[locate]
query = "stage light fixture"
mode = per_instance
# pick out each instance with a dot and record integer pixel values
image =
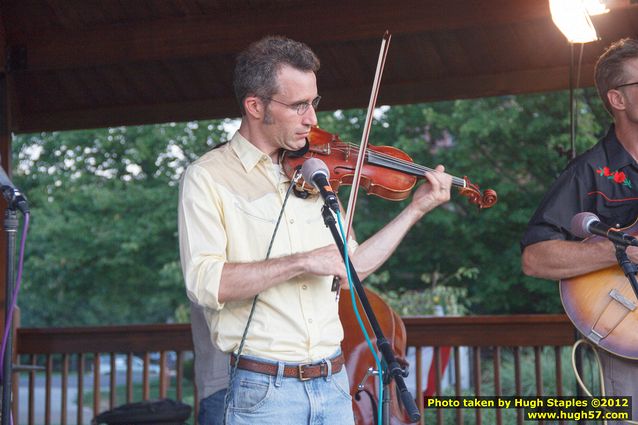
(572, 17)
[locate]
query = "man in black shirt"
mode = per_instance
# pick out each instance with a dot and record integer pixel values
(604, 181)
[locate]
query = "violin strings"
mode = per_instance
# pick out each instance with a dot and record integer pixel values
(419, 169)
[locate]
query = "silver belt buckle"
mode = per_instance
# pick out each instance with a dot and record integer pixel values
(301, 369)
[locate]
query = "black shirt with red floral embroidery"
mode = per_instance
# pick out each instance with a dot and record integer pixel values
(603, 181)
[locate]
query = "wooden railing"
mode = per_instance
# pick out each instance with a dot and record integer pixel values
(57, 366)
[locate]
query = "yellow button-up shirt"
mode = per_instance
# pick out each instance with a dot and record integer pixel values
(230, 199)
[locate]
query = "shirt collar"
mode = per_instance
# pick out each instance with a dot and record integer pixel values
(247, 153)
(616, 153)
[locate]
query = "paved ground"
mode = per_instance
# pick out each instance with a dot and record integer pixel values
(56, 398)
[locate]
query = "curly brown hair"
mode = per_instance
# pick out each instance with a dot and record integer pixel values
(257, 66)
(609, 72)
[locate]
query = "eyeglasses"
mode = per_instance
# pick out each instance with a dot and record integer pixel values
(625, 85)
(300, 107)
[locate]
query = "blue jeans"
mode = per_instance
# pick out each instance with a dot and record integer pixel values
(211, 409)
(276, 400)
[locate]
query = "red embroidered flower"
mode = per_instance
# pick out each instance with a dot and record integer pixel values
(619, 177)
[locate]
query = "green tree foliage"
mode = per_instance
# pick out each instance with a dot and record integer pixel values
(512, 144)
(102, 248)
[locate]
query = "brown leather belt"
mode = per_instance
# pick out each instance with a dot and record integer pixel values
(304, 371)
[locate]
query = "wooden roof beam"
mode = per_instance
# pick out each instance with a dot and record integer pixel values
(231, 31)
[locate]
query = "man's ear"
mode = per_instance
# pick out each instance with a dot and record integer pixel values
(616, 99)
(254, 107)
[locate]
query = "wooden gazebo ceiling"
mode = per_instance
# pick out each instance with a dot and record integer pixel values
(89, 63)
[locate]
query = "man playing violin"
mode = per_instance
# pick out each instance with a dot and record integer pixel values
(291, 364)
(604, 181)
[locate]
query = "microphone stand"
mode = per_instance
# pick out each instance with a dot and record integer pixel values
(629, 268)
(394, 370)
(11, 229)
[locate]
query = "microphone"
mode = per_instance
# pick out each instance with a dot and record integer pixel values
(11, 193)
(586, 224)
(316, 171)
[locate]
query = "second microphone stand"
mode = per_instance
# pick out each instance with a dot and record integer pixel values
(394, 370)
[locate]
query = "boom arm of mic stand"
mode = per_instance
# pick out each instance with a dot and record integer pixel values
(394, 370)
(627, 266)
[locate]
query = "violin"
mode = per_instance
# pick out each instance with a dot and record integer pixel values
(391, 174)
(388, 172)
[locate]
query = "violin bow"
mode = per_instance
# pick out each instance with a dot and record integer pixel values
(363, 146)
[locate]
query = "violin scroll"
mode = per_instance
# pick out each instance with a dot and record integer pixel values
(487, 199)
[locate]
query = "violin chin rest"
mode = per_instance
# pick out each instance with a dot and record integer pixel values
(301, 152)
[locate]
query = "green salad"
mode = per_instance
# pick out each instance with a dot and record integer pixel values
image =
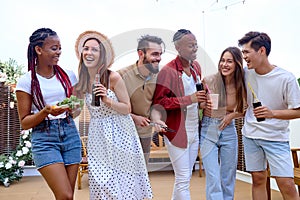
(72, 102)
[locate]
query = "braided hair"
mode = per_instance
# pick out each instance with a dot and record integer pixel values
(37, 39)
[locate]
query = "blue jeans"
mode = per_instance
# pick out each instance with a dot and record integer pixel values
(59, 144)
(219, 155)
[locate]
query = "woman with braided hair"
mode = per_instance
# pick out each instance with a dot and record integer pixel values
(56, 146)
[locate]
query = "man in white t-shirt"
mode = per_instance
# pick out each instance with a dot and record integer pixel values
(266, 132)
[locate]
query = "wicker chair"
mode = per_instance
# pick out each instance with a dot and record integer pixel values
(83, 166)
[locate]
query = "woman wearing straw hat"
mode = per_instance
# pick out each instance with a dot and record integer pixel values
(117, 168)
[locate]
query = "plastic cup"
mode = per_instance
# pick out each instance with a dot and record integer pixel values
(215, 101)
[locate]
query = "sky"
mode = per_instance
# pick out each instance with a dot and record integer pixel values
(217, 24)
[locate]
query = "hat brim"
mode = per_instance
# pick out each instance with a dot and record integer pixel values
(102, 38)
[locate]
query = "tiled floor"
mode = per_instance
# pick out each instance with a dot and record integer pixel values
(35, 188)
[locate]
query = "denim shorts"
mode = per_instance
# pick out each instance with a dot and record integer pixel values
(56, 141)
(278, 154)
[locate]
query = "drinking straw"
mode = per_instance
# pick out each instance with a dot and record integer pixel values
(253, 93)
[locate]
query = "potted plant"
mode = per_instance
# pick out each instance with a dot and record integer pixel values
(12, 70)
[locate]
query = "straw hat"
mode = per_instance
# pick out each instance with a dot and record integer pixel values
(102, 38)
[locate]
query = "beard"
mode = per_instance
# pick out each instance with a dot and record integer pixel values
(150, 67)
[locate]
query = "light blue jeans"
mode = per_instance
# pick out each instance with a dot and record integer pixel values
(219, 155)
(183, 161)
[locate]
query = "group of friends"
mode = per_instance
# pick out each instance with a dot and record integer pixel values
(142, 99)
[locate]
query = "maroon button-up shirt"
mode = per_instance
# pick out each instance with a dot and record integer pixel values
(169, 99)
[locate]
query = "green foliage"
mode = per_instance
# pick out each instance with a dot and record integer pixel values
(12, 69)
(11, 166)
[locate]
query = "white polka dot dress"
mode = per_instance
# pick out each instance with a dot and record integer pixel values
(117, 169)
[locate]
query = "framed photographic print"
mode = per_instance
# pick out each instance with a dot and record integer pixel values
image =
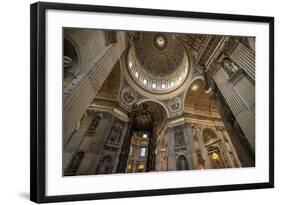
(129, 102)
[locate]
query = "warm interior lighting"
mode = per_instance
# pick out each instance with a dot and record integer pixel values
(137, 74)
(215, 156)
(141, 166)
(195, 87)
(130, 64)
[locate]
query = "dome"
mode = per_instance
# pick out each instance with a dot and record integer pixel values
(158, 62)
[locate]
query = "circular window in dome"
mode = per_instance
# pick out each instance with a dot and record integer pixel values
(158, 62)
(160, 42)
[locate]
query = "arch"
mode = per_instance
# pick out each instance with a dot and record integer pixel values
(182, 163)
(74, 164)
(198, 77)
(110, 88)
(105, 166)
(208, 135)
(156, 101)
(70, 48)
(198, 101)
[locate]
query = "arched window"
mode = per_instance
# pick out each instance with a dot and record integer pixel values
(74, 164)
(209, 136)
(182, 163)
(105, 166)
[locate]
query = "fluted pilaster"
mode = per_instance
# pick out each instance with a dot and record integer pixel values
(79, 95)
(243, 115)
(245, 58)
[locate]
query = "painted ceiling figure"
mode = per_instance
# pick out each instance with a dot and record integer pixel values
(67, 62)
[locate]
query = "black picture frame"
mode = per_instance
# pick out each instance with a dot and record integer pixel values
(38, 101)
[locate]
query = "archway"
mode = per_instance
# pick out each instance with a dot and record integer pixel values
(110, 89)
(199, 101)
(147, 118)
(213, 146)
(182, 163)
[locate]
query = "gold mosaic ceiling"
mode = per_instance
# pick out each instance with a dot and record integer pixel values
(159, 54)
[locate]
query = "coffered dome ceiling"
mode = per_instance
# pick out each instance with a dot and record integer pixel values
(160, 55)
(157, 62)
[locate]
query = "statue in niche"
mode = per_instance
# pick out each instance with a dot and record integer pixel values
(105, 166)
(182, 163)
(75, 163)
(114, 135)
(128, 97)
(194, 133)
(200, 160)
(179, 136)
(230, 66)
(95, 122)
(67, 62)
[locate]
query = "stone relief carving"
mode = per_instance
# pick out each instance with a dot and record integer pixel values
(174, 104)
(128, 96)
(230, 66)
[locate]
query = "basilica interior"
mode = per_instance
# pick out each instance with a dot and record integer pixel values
+-------+
#### Written instruction:
Extract every line of the material that contains the word "violin", and copy each one in full. Case counts.

#### Answer to this task:
query = "violin strings"
query = "man playing violin"
query = "violin"
query = "violin bow"
query = "violin scroll"
query = "violin chin rest"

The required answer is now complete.